§ **Exercise goal**
Count the lines in the entries below that contain the string "tree". Give only the number.

Excerpts of location labeling data

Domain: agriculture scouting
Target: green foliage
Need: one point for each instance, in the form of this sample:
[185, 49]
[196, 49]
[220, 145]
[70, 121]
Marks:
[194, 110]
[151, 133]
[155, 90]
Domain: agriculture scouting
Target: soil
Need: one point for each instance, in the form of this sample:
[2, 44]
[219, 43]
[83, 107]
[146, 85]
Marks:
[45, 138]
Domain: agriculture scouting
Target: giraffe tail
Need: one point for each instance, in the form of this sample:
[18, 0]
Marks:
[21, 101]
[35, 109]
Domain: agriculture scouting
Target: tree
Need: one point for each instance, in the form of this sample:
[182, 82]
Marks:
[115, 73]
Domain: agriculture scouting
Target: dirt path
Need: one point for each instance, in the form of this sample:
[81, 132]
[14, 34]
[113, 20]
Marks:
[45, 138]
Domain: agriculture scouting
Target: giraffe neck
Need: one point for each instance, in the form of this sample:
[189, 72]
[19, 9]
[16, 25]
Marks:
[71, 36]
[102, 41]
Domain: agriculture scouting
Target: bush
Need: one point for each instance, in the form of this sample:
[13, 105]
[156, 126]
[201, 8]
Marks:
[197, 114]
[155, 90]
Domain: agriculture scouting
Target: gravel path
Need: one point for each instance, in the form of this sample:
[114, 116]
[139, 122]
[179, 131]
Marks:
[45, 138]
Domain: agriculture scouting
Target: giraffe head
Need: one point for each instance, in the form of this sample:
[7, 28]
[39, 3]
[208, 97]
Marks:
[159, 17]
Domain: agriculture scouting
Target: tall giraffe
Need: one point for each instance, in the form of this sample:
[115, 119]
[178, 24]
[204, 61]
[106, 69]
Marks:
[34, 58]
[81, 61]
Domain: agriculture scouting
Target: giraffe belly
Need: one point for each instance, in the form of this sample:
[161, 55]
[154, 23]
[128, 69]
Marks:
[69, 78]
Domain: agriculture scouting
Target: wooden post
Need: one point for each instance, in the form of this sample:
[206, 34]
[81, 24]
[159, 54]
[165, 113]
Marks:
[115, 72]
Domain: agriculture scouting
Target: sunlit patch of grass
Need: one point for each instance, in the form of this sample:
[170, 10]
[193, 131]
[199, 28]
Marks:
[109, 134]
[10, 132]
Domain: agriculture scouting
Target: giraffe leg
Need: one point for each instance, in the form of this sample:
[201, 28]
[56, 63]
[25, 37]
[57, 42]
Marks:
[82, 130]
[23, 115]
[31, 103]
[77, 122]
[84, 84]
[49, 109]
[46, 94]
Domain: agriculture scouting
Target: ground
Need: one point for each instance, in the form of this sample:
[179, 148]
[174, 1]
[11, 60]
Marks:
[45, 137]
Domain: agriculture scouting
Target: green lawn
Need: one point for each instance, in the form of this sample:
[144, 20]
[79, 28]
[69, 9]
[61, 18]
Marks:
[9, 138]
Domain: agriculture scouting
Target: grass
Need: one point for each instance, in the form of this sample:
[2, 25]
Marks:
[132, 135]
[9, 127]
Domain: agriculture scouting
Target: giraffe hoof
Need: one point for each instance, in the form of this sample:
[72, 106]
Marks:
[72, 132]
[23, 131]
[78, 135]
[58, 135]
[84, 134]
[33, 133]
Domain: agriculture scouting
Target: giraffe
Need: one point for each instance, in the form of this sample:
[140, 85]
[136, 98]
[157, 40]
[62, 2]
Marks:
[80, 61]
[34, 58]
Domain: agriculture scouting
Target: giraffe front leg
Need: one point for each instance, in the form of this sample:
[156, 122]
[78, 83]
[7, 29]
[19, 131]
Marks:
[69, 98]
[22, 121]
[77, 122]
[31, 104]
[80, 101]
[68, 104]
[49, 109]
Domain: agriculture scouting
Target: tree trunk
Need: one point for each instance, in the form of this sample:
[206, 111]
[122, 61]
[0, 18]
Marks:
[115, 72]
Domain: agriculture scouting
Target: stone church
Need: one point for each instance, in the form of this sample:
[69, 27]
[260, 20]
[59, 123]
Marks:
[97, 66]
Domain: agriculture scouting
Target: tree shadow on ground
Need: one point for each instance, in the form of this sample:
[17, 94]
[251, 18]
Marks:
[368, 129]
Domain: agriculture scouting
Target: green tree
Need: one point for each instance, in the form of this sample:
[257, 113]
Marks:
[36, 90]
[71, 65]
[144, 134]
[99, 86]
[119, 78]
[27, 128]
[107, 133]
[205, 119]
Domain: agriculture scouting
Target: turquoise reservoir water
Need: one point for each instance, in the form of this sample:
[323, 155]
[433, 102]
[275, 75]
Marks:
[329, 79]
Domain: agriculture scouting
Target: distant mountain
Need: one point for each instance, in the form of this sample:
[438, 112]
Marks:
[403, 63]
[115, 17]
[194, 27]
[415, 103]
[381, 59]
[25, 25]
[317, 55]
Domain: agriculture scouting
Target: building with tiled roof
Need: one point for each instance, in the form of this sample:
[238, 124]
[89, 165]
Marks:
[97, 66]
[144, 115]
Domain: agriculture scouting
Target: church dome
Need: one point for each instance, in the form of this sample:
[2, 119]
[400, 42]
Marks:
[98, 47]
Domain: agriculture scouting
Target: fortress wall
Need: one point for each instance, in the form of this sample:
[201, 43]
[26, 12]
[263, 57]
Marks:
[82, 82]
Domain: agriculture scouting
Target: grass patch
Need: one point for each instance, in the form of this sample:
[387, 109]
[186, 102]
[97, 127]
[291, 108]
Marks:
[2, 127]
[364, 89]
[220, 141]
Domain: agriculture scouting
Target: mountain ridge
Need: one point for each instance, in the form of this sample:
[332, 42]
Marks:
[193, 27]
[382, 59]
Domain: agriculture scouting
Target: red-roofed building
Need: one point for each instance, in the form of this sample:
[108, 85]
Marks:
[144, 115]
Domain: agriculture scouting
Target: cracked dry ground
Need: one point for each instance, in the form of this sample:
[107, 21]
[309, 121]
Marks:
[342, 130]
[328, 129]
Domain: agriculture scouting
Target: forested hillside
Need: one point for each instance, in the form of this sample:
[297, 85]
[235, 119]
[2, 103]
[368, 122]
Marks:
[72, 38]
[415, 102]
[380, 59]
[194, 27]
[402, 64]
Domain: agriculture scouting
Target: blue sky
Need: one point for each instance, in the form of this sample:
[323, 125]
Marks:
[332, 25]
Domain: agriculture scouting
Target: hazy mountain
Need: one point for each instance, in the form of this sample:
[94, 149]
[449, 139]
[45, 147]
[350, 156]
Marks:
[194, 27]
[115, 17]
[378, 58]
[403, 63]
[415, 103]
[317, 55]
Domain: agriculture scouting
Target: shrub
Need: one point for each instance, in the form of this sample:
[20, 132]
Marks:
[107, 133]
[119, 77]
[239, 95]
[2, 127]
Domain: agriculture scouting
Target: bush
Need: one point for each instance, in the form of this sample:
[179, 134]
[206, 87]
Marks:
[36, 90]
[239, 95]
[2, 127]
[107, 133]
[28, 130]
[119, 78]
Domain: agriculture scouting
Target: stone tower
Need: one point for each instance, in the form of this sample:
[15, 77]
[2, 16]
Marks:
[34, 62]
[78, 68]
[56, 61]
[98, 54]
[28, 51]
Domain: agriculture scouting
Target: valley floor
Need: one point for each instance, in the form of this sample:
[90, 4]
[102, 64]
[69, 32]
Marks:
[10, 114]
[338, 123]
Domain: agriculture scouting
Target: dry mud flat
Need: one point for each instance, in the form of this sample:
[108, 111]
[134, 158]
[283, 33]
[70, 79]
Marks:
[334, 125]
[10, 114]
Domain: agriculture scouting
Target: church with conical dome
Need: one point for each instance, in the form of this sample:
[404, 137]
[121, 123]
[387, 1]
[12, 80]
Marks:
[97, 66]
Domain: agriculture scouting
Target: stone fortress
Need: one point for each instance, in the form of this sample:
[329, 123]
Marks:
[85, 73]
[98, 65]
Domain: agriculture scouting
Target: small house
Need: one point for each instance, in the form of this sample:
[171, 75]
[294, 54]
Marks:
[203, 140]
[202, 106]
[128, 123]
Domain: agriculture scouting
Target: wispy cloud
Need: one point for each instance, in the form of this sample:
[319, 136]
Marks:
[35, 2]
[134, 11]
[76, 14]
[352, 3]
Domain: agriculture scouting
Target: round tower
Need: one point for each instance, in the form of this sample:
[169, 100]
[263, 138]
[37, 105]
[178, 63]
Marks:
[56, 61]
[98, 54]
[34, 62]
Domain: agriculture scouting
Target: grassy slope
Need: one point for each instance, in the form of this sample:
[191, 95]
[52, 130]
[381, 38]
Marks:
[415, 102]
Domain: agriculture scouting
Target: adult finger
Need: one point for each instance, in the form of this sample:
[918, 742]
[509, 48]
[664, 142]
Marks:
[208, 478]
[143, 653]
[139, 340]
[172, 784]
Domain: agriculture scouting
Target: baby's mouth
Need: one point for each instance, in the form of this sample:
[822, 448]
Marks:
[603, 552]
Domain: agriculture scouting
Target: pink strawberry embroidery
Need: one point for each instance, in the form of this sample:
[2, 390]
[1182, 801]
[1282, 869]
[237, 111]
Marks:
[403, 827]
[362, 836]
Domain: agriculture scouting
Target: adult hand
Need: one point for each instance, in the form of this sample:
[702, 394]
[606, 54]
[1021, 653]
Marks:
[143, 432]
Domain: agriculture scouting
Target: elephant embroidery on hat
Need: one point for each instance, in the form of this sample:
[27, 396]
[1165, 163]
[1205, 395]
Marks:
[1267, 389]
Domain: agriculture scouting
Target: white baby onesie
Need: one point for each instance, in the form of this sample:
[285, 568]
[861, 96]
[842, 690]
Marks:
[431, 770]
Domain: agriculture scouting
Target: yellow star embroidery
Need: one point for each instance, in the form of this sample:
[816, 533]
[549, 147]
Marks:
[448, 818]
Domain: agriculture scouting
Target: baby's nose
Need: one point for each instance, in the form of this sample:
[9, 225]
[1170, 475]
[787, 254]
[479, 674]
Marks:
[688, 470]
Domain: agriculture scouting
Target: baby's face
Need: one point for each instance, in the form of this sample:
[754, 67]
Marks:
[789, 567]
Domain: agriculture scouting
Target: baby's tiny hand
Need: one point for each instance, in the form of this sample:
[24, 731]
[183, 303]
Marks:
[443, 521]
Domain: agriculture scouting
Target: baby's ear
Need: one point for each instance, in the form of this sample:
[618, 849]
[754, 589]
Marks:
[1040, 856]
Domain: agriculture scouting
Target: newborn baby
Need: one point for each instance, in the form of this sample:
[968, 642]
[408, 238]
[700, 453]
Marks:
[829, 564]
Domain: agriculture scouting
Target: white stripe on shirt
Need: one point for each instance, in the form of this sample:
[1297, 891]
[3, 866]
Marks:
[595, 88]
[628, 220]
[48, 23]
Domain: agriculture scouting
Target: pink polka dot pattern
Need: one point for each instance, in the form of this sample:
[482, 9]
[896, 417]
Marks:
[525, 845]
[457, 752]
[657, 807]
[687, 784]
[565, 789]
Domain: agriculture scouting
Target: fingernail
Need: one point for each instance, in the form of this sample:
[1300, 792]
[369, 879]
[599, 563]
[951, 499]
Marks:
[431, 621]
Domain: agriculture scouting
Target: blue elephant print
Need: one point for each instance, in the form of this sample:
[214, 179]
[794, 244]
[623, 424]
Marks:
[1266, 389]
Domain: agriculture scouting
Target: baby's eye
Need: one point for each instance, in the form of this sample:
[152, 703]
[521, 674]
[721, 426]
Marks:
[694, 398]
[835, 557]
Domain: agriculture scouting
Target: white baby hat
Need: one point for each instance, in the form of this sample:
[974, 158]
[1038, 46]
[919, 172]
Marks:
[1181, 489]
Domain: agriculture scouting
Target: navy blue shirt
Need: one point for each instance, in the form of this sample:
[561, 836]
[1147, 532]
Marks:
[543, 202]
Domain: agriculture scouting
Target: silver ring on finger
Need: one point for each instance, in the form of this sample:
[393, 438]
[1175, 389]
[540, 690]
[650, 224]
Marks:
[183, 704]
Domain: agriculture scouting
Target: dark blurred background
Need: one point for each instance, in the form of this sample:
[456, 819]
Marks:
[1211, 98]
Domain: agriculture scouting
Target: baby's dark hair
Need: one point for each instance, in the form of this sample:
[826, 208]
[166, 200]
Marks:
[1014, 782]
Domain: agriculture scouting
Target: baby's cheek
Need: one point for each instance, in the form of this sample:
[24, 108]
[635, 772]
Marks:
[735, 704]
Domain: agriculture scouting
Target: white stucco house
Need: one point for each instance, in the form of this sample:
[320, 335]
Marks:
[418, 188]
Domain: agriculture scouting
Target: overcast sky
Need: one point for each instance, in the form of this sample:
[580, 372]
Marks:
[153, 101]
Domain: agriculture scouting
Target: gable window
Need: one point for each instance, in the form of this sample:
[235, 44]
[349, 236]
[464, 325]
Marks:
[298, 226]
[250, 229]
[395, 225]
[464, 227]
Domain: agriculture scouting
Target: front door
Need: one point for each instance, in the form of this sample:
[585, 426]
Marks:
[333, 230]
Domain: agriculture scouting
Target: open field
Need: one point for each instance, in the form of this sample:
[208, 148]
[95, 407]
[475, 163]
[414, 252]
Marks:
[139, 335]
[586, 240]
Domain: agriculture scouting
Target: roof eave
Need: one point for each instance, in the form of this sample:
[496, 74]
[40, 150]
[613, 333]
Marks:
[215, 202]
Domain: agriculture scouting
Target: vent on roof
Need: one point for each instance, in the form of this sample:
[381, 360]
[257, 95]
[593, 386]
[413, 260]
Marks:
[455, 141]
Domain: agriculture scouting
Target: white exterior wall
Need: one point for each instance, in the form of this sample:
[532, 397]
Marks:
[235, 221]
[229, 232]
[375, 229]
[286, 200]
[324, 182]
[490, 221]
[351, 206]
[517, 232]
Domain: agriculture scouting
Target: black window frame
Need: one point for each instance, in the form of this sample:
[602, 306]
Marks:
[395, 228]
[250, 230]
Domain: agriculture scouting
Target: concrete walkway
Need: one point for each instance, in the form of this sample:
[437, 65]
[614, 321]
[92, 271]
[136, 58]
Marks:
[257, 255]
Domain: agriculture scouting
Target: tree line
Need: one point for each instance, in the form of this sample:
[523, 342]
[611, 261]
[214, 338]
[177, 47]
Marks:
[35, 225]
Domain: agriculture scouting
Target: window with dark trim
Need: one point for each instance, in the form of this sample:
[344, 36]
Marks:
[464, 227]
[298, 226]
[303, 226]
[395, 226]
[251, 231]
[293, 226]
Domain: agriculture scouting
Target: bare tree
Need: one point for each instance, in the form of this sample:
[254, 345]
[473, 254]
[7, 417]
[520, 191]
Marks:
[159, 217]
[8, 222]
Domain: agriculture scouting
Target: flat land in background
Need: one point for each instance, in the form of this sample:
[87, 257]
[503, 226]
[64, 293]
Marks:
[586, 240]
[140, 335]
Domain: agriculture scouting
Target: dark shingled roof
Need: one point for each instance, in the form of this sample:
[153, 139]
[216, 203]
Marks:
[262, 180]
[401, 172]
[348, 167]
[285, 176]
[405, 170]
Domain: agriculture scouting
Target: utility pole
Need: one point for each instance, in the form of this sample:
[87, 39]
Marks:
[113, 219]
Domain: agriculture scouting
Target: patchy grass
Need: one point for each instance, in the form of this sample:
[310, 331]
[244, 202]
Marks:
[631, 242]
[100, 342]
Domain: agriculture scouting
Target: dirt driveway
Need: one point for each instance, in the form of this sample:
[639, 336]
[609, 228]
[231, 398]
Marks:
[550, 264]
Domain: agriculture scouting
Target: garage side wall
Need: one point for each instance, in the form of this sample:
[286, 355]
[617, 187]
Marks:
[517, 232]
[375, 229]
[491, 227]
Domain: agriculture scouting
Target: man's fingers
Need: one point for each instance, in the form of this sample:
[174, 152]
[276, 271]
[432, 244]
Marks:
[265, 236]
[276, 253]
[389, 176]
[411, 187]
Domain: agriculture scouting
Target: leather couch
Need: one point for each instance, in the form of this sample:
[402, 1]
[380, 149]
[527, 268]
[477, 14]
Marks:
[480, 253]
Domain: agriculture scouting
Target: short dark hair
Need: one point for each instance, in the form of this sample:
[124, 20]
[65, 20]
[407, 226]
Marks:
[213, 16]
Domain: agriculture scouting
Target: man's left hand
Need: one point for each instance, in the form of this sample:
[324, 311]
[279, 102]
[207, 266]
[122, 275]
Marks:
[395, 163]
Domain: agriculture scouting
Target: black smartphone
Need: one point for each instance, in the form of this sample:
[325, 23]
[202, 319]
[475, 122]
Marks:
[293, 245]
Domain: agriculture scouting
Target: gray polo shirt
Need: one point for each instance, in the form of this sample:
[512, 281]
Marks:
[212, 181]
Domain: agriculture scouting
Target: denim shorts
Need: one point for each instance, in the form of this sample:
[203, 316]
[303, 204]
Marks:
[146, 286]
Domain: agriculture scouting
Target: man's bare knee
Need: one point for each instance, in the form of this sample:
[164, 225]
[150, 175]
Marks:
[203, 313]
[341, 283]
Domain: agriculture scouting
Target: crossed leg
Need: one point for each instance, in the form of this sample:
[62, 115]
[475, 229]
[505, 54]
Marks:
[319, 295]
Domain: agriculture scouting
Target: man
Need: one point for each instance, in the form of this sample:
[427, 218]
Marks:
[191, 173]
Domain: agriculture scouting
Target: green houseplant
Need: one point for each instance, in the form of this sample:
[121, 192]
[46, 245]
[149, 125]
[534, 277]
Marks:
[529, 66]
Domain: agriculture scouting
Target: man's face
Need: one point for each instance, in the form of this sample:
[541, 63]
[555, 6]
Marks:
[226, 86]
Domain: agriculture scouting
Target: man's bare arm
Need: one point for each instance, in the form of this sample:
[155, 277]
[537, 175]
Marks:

§ **The reply**
6